Objective = Please reproduce the data below line for line, with no changes, and leave out the pictures.

-- start of The data --

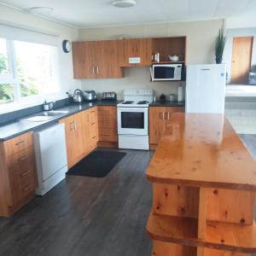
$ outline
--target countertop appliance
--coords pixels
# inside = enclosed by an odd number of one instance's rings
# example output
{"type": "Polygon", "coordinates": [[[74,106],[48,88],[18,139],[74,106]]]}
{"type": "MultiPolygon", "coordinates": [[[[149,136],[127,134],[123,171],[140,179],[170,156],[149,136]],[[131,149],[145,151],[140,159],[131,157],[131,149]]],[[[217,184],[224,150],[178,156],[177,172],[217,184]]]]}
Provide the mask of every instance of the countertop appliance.
{"type": "Polygon", "coordinates": [[[97,99],[97,96],[95,90],[84,90],[83,96],[84,101],[86,102],[93,102],[93,101],[96,101],[97,99]]]}
{"type": "Polygon", "coordinates": [[[117,105],[119,148],[149,149],[148,106],[153,90],[125,90],[124,102],[117,105]]]}
{"type": "Polygon", "coordinates": [[[188,65],[187,113],[224,113],[225,64],[188,65]]]}
{"type": "Polygon", "coordinates": [[[80,89],[75,90],[75,91],[73,93],[73,100],[75,102],[83,102],[83,95],[82,95],[82,90],[80,89]]]}
{"type": "Polygon", "coordinates": [[[44,105],[43,105],[43,108],[44,111],[50,111],[53,109],[54,107],[54,102],[47,102],[46,101],[44,101],[44,105]]]}
{"type": "Polygon", "coordinates": [[[150,68],[152,81],[181,81],[183,64],[154,64],[150,68]]]}
{"type": "Polygon", "coordinates": [[[65,178],[67,172],[65,125],[57,124],[34,132],[38,186],[44,195],[65,178]]]}
{"type": "Polygon", "coordinates": [[[116,93],[113,91],[102,92],[102,101],[116,101],[116,93]]]}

-- end of The data --

Answer to this task =
$ outline
--target countertop appliance
--coords pixels
# inside = enclosed by an odd number of one instance's rings
# example output
{"type": "Polygon", "coordinates": [[[74,106],[48,88],[18,139],[74,106]]]}
{"type": "MultiPolygon", "coordinates": [[[[149,136],[127,134],[123,171],[140,179],[170,156],[149,136]],[[131,149],[145,151],[140,159],[131,157],[131,149]]],[[[217,184],[224,150],[178,156],[177,172],[217,184]]]]}
Provide the mask of every instance of the countertop appliance.
{"type": "Polygon", "coordinates": [[[97,99],[97,96],[95,90],[84,90],[83,96],[84,101],[86,102],[93,102],[93,101],[96,101],[97,99]]]}
{"type": "Polygon", "coordinates": [[[117,105],[119,148],[149,149],[148,106],[153,90],[125,90],[124,102],[117,105]]]}
{"type": "Polygon", "coordinates": [[[188,65],[187,113],[224,113],[225,64],[188,65]]]}
{"type": "Polygon", "coordinates": [[[80,89],[75,90],[75,91],[73,93],[73,100],[75,102],[83,102],[83,95],[82,95],[82,90],[80,89]]]}
{"type": "Polygon", "coordinates": [[[44,105],[43,105],[43,108],[44,111],[50,111],[53,109],[54,107],[54,102],[47,102],[46,101],[44,101],[44,105]]]}
{"type": "Polygon", "coordinates": [[[150,68],[152,81],[181,81],[183,64],[154,64],[150,68]]]}
{"type": "Polygon", "coordinates": [[[65,178],[67,172],[65,125],[57,124],[34,132],[38,186],[44,195],[65,178]]]}
{"type": "Polygon", "coordinates": [[[116,93],[113,91],[102,92],[102,101],[116,101],[116,93]]]}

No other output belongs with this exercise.